----- ARTIKEL
Im besten Fall berichten die anonymen Werbeträger dabei nach bestem Wissen und Gewissen auf allerlei Verbraucherportalen über Produkte oder Dienstleistungen, die sie testen durften – sei es innovative Zahnpasta, schöne Familienhotels in den Alpen oder die Vorzüge der neuesten Bohrhammer-Generation. Die Münchner Agentur TRND vermittelt Firmen solche freiwilligen Tester.

Im schlimmeren Fall verbreiten Agenturen übers Internet getarnt als Beiträge unbedarfter Nutzer Lobhudeleien auf bestimmte Produkte. Bewertungsportale wie Qype verbreiten eine Aura der Verbraucherfreundlichkeit. Allein in Deutschland klicken sechs Millionen Menschen pro Monat auf Qype, lesen Bewertungen oder verfassen Erfahrungsberichte. Missbrauche jemand das Bewertungsportal für Werbezwecke, merke das die „Community“, das Kollektiv der Nutzer, schnell, heißt es bei Qype.
----------
----- EINTRÄGE
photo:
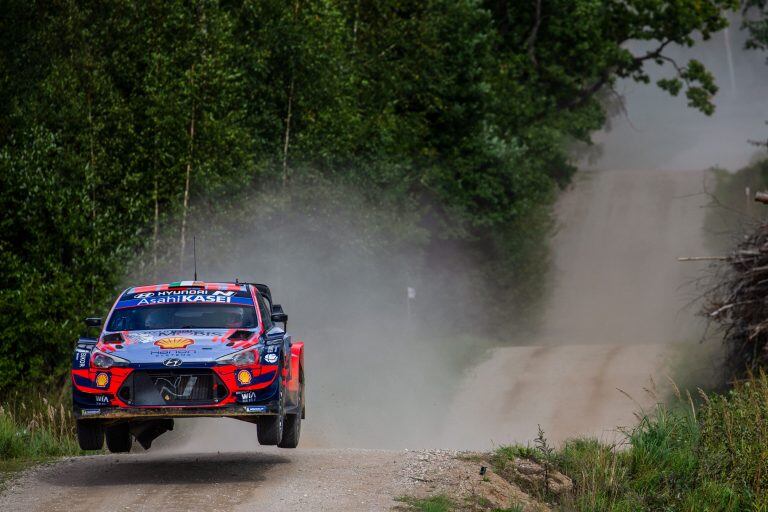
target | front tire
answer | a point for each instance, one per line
(119, 438)
(90, 434)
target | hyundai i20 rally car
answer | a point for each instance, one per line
(188, 349)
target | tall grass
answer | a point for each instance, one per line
(713, 457)
(36, 427)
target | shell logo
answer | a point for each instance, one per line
(244, 377)
(102, 379)
(174, 342)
----------
- [DEINE AUFGABEN]
1/ Zähle alle Beispiele für Produkte oder Dienstleistungen auf, die laut dem Artikel von Testern getestet werden durften.
2/ Gib den Teil des Artikels wortgetreu wieder, der bei „Im besten Fall“ beginnt und bei „solche freiwilligen Tester.“ endet.

- [GEGEBENE ANTWORTEN]
1/
- innovative Zahnpasta
- schöne Familienhotels in den Alpen
- die neueste Bohrhammer-Generation

2/
Im besten Fall berichten die anonymen Werbeträger dabei nach bestem Wissen und Gewissen auf allerlei Verbraucherportalen über Produkte oder Dienstleistungen, die sie testen durften – sei es innovative Zahnpasta, schöne Familienhotels in den Alpen oder die Vorzüge der neuesten Bohrhammer-Generation. Die Münchner Agentur TRND vermittelt Firmen solche freiwilligen Tester.